## DETTAGLI ESERCIZIO
Indica se ciascuna affermazione concorda con l'estratto sulla mostra di Ceal Floyer, rispondendo sì o no e citando tra virgolette le parole decisive dell'estratto. 1. La mostra è curata dal direttore del CCA. 2. Ink on Paper è un video realizzato nel 2011. 3. Ceal Floyer è di origine pakistana.

## ESTRATTO DELLA PAGINA
- - -
Ceal Floyer.
Works on Paper.

A cura di Sergio Edelsztein.
Febbraio – Aprile 2011.
The Center for Contemporary Art, 5 Kalisher St. Tel Aviv. www.cca.org.il Catalogo CCA.

Testi di riferimento:

Sergio Edelsztein, Ceal Floyer: The Prosaics and Poetics of Paper. Catalogo della mostra, ed. CCA, Tel Aviv 2011.

Vittoria Biasi, Architetture del bianco. Viaggio teorico-creativo attorno alle lingue del bianco, Gangemi Editore, Roma 2009.

Francesco Poli, Minimalismo, Arte Povera, Arte Concettuale, Laterza, Bari 1995.

Joseph Kosuth, L’arte dopo la filosofia. Il significato dell’arte concettuale, (1969), trad. it. Costa & Nolan, Genova 1987.

Roland Barthes, Elément de sémiologie, ed. du seuil, Paris 1964.
Ferdinand de Saussure, Cours de linguistique générale, ed. Payot, Paris 1916.

Il Center for Contemporary Art di Tel Aviv, una delle realtà espositive più all’avanguardia nella modernissima città israeliana, presenta una personale dell’artista di origine pakistana Ceal Floyer. La mostra a cura di Sergio Edelsztein, direttore del CCA nonché ideatore della biennale di videoarte israeliana Videozone, espone diversi lavori dell’artista dagli anni Novanta a oggi. Protagonista assoluto, come si evince dal titolo stesso della mostra, è la carta, rigorosamente bianca, presentata nelle sue diverse declinazioni, capace di animare gli spazi con occupazioni minime sul piano fisico, ma di vasto coinvolgimento negli effetti di smaterializzazione e rimaterializzazione dell’arte. La carta come mezzo e messaggio, simbolo codificato di un metalinguaggio fatto di immagini intersensoriali in cui il monocromo assume spesso un significato tautologico. La carta come simbolo della cultura moderna, pagina bianca su cui è stato cancellato qualcosa, o forse su cui si sta per incidere un capolavoro. Ad ogni modo, la carta richiede comunque un gesto che dovrebbe definire, o ridefinire, la sua funzione. Ed è proprio questo gesto che riassume tutto il lavoro di Ceal Floyer che sembra fare eco alle ricerche Fluxus, alla filosofia del linguaggio di de Saussure, ai ready-made duchampiani, alla Minimal Art e all’Arte Contettuale, nel suo tentativo di enfatizzare il processo di pensiero in modo quasi esclusivo.
Le sue installazioni, pur essendo minimali, pongono tutte l’attenzione sugli oggetti, i suoni, le luci, le immagini e i titoli, provocando interrogativi sull’assurdità della vita quotidiana. In Diptych (2011), Floyer traccia una linea perforata su un foglio di carta suggerendo allo spettatore il significato del lavoro: strappare la linea per trasformare l’opera in un dittico. Il titolo dunque non solo spinge all’azione ma sottolinea l’importanza del gesto performativo. Allo stesso modo, un altro lavoro, Ink on Paper, video del 1999, registra il gesto effettivo che consiste semplicemente nello scaricare un pennarello su un foglio di carta assorbente. Il titolo di per sé risulta essere un ossimoro, visto che un lavoro non può essere allo stesso tempo un video e un lavoro su carta. Ed è qui che il significante e il significato, le componenti del segno, assumono diversi gradi di realtà.
- - -
## ELENCO DATI
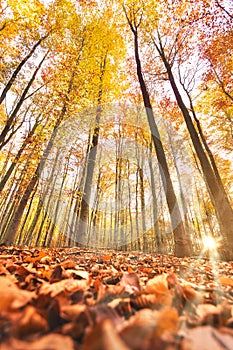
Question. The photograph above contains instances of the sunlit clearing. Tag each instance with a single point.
(209, 243)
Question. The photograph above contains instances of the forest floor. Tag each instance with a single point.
(54, 299)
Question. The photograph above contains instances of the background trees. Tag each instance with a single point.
(77, 163)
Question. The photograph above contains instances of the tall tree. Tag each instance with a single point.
(134, 15)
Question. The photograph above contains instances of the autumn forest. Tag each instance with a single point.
(116, 125)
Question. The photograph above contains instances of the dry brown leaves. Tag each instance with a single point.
(69, 299)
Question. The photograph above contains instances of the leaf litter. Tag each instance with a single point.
(79, 299)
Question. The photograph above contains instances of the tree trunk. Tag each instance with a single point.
(182, 242)
(218, 196)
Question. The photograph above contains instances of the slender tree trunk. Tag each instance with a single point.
(13, 115)
(19, 67)
(16, 159)
(182, 242)
(218, 196)
(84, 207)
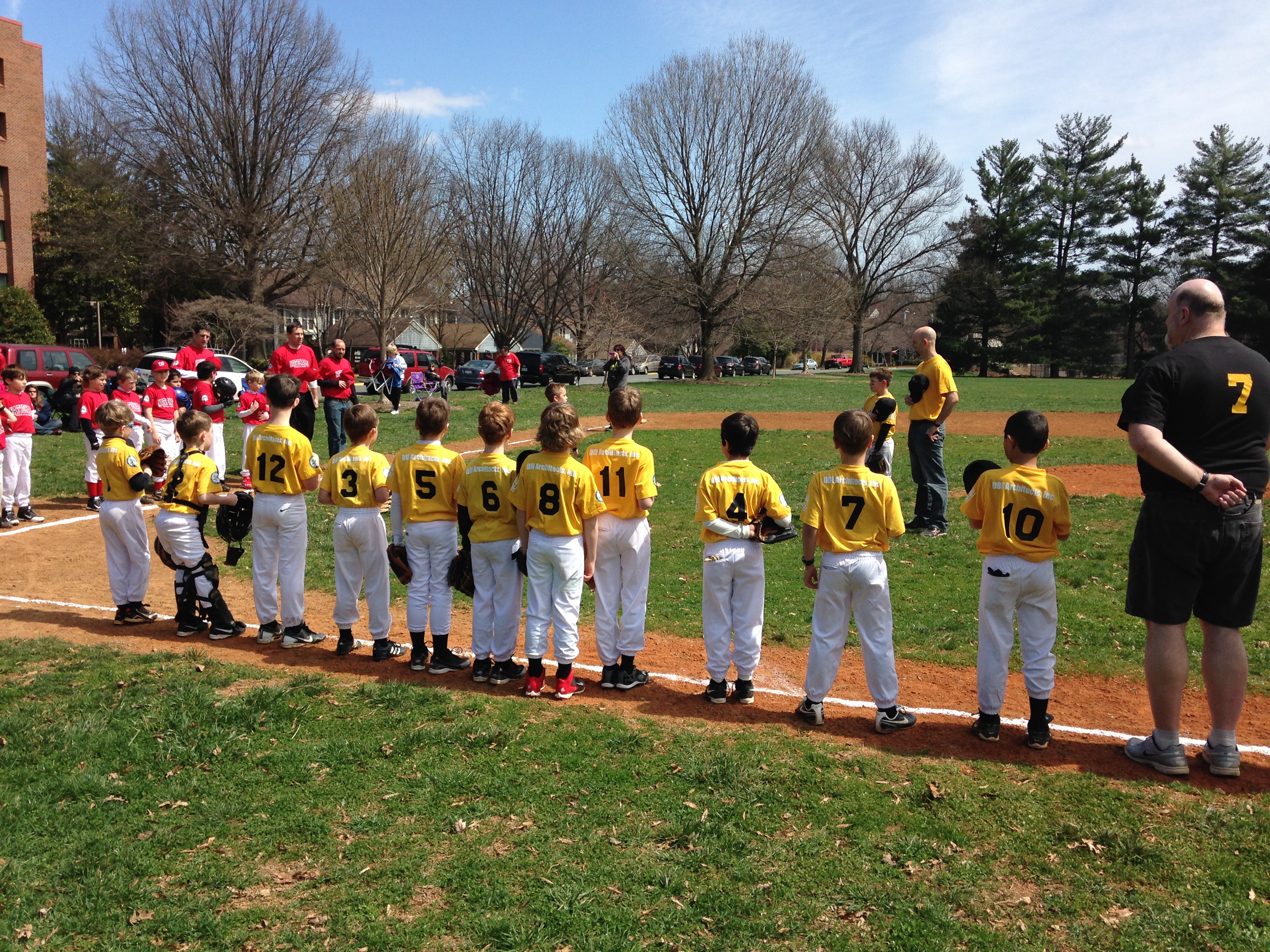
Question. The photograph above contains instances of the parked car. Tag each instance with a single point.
(46, 366)
(675, 367)
(232, 367)
(473, 372)
(542, 369)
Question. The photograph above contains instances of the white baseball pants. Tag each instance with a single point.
(219, 448)
(556, 565)
(623, 556)
(128, 550)
(248, 429)
(497, 600)
(91, 457)
(17, 471)
(853, 582)
(732, 607)
(361, 556)
(431, 548)
(1011, 586)
(280, 546)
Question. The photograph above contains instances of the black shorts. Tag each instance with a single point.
(1189, 558)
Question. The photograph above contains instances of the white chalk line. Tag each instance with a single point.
(702, 682)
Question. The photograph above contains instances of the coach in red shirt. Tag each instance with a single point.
(196, 351)
(299, 360)
(337, 383)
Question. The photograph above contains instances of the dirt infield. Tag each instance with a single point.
(1117, 704)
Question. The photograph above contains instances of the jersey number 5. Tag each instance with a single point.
(1244, 381)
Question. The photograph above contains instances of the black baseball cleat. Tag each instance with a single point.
(386, 649)
(446, 660)
(506, 671)
(987, 728)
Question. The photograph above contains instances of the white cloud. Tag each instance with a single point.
(427, 102)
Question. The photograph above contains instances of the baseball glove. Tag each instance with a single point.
(461, 573)
(155, 460)
(972, 472)
(770, 534)
(400, 564)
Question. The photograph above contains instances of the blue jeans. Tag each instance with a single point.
(926, 458)
(335, 410)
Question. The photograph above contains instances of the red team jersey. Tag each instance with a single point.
(21, 407)
(203, 396)
(88, 407)
(162, 402)
(260, 404)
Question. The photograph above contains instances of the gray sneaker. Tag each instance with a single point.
(1222, 762)
(1172, 762)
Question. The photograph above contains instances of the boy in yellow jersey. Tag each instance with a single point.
(423, 481)
(851, 513)
(356, 483)
(284, 467)
(624, 549)
(557, 503)
(883, 452)
(1021, 513)
(124, 525)
(487, 520)
(732, 498)
(192, 486)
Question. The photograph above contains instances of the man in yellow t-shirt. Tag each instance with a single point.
(731, 498)
(1021, 513)
(928, 410)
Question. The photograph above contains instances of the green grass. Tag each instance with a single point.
(146, 803)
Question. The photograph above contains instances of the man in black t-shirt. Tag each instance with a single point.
(1199, 421)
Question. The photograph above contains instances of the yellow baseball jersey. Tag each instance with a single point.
(738, 492)
(1024, 511)
(117, 464)
(486, 489)
(187, 480)
(624, 474)
(354, 475)
(853, 509)
(557, 494)
(869, 405)
(281, 458)
(426, 476)
(942, 383)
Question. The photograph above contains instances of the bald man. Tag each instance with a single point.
(926, 417)
(1198, 418)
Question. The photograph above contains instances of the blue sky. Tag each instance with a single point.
(966, 73)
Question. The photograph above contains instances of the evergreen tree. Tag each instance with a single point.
(1135, 259)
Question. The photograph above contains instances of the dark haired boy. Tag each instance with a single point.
(732, 498)
(851, 513)
(1021, 513)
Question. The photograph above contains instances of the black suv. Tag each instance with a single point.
(545, 369)
(675, 369)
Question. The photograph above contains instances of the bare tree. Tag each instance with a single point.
(495, 171)
(238, 111)
(882, 210)
(390, 231)
(714, 153)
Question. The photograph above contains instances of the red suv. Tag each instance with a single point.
(46, 365)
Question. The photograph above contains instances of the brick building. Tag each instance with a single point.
(23, 152)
- - -
## RISPOSTA SCRITTA
1. Sì: "La mostra a cura di Sergio Edelsztein, direttore del CCA"
2. No: "Ink on Paper, video del 1999"
3. Sì: "l’artista di origine pakistana Ceal Floyer"